**What the task asks**
Copy the part of the text on the space station over Hawaii that opens with "NASA astronauts Christina" and closes with "next few days.", substituting "October 18" for "Oct. 18".

**Text section**

NASA astronauts Christina Koch and Jessica Meir, the first all-female spacewalking team, exit the International Space Station on Oct. 18. The ISS will appear several times over Hawaii’s skies over the next few days.

The International Space Station will make some spectacular appearances in Hawaii skies, weather permitting, over the next several days.

Early Friday, the space station will rise in the northwest just after 5:40 a.m. and arc across the top of the sky. On its way up, it will pass to the right of the bright star Capella and the constellation Gemini.

The moon, just past full, will perch near the bottom part of Gemini and above the constellation Orion, easily spotted by the three stars in his belt.

The space station will then descend toward the southeastern horizon, or toward Diamond Head if you live in town, and then blink out at around 5:45 a.m.

On Sunday, just after 7 p.m., the space station will rise in the southwest, just to the left of three planets in alignment – Saturn, Jupiter and Venus, all about to set in the west. You need a clear view of the horizon to see this.

It will head toward the top of the sky and then pass through the Great Square of Pegasus, which is actually not a square but still distinctive. The station then will disappear into the Earth’s shadow just past 7:04 p.m.

**Provided information**
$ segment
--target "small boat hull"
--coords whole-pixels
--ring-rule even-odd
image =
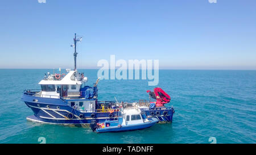
[[[104,128],[97,128],[96,131],[97,133],[117,132],[125,132],[125,131],[130,131],[145,129],[151,127],[154,124],[156,124],[159,122],[159,120],[156,118],[152,118],[152,121],[150,121],[149,122],[138,124],[123,125],[121,127],[115,126],[111,127],[105,127]]]

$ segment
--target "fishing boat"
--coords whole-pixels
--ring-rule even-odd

**Task output**
NASA astronauts Christina Koch and Jessica Meir, the first all-female spacewalking team, exit the International Space Station on October 18. The ISS will appear several times over Hawaii’s skies over the next few days.